▶ [DATASET RECORDS]
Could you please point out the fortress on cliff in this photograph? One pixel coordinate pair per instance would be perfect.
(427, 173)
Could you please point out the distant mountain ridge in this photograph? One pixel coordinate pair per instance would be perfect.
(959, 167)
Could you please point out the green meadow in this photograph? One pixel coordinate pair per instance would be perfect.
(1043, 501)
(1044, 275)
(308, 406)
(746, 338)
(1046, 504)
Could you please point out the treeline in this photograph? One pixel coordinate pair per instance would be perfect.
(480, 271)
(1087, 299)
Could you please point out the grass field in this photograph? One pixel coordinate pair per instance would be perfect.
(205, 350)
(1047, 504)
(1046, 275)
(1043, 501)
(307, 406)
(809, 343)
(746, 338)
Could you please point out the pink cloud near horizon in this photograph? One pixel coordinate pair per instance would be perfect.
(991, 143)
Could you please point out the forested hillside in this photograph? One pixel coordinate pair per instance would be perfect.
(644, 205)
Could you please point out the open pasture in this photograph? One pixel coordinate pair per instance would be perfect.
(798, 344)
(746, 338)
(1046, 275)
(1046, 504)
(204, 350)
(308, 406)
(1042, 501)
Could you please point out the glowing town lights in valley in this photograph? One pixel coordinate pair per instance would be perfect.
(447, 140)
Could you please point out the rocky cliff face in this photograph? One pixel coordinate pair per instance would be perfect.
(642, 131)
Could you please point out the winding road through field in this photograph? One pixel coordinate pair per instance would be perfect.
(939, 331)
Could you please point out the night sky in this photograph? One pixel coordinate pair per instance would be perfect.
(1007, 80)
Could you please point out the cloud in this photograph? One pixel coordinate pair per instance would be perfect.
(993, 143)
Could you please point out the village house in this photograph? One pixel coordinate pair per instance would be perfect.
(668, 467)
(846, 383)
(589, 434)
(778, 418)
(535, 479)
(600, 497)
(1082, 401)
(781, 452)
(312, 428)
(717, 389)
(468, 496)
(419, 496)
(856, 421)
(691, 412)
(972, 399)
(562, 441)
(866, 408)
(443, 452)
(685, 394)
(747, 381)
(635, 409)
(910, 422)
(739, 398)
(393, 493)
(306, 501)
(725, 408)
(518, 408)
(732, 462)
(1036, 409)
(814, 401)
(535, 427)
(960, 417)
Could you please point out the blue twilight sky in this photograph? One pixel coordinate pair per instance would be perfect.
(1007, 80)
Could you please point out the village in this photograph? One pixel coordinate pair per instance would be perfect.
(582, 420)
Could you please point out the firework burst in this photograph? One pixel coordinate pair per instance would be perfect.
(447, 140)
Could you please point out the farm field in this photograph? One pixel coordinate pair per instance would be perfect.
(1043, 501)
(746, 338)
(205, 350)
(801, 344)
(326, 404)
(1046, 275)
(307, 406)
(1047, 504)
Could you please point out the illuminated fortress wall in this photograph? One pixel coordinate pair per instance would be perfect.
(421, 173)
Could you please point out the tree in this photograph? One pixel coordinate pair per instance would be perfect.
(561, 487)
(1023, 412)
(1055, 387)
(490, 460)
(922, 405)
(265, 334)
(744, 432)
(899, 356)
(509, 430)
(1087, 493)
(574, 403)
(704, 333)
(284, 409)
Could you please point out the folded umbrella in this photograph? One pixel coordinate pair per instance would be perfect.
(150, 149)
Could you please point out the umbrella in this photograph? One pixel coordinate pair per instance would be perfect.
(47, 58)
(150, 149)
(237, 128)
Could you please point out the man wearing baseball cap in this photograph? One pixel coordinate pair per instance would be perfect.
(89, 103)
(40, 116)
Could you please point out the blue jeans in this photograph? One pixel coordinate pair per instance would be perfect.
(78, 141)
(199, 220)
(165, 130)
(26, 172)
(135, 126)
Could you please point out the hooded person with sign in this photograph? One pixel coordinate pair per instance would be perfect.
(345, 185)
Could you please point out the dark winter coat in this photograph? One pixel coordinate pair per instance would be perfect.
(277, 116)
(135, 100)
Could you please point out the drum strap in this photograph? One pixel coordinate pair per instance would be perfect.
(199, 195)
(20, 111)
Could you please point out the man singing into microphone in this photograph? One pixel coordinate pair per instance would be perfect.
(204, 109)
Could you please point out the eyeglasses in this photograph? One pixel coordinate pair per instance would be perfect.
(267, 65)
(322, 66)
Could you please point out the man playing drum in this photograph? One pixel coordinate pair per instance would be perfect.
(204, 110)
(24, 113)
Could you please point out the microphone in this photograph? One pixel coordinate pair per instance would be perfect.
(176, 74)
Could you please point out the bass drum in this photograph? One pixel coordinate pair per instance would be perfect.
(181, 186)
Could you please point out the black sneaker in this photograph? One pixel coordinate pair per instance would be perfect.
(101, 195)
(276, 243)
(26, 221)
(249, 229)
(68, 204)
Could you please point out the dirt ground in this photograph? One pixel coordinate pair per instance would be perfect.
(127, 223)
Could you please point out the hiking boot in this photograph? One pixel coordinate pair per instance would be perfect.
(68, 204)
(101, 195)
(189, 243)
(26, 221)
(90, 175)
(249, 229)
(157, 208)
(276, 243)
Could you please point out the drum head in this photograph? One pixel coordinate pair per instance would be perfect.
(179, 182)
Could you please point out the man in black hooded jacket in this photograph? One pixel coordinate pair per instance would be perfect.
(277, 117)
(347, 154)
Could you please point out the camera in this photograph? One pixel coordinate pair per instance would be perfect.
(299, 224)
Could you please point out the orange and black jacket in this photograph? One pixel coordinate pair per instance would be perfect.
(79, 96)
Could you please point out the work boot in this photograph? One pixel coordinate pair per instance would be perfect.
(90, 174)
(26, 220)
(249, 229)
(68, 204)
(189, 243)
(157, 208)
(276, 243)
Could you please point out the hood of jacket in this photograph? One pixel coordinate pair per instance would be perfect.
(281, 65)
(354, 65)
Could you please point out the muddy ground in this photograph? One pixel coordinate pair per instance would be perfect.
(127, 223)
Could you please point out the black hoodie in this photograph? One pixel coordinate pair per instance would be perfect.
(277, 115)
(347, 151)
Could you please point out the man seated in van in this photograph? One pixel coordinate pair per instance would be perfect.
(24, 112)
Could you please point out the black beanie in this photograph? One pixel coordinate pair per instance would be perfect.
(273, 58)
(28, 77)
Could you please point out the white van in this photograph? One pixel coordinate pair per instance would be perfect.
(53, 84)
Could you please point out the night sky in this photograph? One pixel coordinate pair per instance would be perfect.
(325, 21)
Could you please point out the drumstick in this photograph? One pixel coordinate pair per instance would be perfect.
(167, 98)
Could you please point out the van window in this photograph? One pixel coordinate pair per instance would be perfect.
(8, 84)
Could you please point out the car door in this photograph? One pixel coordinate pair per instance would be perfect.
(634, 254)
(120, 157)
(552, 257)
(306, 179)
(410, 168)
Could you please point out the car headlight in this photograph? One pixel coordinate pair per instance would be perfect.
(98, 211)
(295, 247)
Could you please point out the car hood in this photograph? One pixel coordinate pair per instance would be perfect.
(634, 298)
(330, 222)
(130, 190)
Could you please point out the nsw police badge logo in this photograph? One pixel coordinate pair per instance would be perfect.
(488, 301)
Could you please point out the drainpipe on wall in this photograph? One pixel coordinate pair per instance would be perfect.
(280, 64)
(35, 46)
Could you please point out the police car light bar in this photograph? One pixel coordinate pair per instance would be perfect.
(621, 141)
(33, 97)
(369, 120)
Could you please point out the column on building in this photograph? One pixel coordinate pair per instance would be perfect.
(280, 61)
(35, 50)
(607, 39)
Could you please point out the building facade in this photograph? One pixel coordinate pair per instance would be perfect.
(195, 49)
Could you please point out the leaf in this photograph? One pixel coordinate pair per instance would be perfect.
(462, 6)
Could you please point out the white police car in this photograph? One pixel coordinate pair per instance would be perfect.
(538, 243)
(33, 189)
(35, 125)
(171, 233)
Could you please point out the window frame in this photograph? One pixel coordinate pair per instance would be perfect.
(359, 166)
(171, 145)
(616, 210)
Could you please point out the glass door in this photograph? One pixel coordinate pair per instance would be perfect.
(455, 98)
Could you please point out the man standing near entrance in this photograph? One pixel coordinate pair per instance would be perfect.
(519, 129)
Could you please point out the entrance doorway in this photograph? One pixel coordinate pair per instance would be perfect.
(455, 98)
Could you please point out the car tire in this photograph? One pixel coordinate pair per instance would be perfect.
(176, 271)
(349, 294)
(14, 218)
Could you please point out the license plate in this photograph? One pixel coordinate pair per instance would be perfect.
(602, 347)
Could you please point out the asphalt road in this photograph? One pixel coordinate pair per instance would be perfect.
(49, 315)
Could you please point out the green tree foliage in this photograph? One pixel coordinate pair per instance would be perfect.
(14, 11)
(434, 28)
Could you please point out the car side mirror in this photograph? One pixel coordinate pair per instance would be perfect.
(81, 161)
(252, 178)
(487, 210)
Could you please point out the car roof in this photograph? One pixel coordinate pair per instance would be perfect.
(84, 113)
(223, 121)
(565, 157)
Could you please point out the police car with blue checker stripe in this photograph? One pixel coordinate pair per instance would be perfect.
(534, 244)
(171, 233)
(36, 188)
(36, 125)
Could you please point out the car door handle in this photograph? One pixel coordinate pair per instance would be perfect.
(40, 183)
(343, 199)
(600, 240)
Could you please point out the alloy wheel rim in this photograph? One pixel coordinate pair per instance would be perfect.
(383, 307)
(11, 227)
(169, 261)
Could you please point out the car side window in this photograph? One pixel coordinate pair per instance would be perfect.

▶ [GOAL] Update the rows running from the start of the records through the line containing "(1087, 299)", replacing "photograph" with "image" and leaving all else unchanged. Return only those lines.

▶ [IN RESPONSE]
Could you please point out the fortress on cliff in this image? One pixel coordinate pair per instance would be perfect.
(427, 173)
Could you please point out the distant mountain ridge in this image? One pixel coordinate pair per instance would be perfect.
(959, 167)
Could you please point out the green meadow in this image? One pixel coordinate pair per instance would be perfect.
(1043, 501)
(1044, 275)
(308, 406)
(746, 338)
(1046, 504)
Could you please point out the treeline in this image? One pixel coordinate pair per instance would be perfect.
(480, 271)
(1087, 299)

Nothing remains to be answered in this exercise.